DATASET CONTENT:
>>

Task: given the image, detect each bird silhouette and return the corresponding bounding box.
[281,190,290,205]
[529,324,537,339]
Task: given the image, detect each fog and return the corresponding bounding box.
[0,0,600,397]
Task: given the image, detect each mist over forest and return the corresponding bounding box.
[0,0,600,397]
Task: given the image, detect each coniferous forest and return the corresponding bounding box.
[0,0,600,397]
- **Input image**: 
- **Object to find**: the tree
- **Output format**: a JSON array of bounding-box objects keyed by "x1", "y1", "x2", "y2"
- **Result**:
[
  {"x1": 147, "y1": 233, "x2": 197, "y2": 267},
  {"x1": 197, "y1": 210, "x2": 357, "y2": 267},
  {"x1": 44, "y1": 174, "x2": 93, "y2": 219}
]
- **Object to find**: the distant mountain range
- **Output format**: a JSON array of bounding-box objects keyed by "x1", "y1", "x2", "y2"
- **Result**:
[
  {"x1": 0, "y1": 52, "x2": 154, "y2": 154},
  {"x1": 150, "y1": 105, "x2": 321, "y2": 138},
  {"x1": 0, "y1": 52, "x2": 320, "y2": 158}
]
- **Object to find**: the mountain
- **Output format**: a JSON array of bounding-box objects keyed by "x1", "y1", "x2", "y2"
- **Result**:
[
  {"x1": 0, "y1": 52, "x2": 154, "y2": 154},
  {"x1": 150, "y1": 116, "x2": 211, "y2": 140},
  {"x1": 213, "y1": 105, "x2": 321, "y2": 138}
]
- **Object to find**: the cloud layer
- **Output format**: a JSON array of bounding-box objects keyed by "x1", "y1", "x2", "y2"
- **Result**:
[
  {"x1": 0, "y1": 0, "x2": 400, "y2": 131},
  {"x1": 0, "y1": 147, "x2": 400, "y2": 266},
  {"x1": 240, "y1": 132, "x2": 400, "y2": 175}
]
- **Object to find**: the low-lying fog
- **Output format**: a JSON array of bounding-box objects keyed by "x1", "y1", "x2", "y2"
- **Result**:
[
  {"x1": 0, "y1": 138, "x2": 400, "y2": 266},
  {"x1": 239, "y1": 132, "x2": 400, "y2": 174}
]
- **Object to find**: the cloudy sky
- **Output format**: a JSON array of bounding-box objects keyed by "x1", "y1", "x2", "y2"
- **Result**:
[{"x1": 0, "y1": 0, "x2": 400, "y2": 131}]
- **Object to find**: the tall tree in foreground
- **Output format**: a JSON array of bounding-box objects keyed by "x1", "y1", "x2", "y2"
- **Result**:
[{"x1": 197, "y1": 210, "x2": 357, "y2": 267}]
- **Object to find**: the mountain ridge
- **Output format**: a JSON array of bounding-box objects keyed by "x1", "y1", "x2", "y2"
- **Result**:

<<

GOAL:
Please return every one of the records above word for word, without changing, adding or leaving out anything.

ANSWER IN FULL:
Task: given the image, detect each bird silhouette and return the corresponding bounding box.
[281,190,290,205]
[529,324,537,339]
Task: given the image, detect each fog and return the corresponding bounding box.
[0,0,600,397]
Task: given the image, detect each mist over forest and return the corresponding bounding box.
[0,0,600,397]
Task: given the image, detect each coniferous forest and return the corresponding bounding box.
[0,0,600,397]
- **Input image**: 
- **Object to find**: the tree
- **Output format**: a JSON array of bounding-box objects keyed by "x1", "y1", "x2", "y2"
- **Result**:
[
  {"x1": 147, "y1": 233, "x2": 197, "y2": 267},
  {"x1": 197, "y1": 210, "x2": 357, "y2": 267},
  {"x1": 44, "y1": 174, "x2": 93, "y2": 219}
]
- **Object to find**: the distant mountain range
- **Output format**: a JSON array of bounding-box objects keyed by "x1", "y1", "x2", "y2"
- **Result**:
[
  {"x1": 0, "y1": 52, "x2": 154, "y2": 154},
  {"x1": 150, "y1": 105, "x2": 321, "y2": 138},
  {"x1": 0, "y1": 52, "x2": 320, "y2": 158}
]
- **Object to find**: the mountain
- **Output format**: a JSON array of bounding-box objects keyed by "x1", "y1", "x2", "y2"
- **Result**:
[
  {"x1": 0, "y1": 52, "x2": 154, "y2": 154},
  {"x1": 150, "y1": 116, "x2": 211, "y2": 140},
  {"x1": 213, "y1": 105, "x2": 321, "y2": 138}
]
- **Object to find**: the cloud layer
- **Output format**: a JSON array of bounding-box objects keyed by "x1", "y1", "x2", "y2"
- **Result**:
[
  {"x1": 0, "y1": 0, "x2": 400, "y2": 131},
  {"x1": 0, "y1": 147, "x2": 400, "y2": 266},
  {"x1": 240, "y1": 132, "x2": 400, "y2": 175}
]
- **Object to find**: the low-lying fog
- **Output format**: a JSON array of bounding-box objects keyed by "x1", "y1", "x2", "y2"
- **Result**:
[
  {"x1": 0, "y1": 138, "x2": 400, "y2": 266},
  {"x1": 239, "y1": 132, "x2": 400, "y2": 174}
]
- **Object to find**: the cloudy sky
- **Output format**: a JSON array of bounding-box objects keyed by "x1", "y1", "x2", "y2"
- **Result**:
[{"x1": 0, "y1": 0, "x2": 400, "y2": 131}]
- **Object to find**: the tall tree in foreground
- **Output format**: a JSON array of bounding-box objects keyed by "x1", "y1", "x2", "y2"
- **Result**:
[{"x1": 197, "y1": 210, "x2": 357, "y2": 267}]
- **Object to find**: the mountain ridge
- **Output format**: a JSON array of bounding-box objects keyed by "x1", "y1", "x2", "y2"
- **Result**:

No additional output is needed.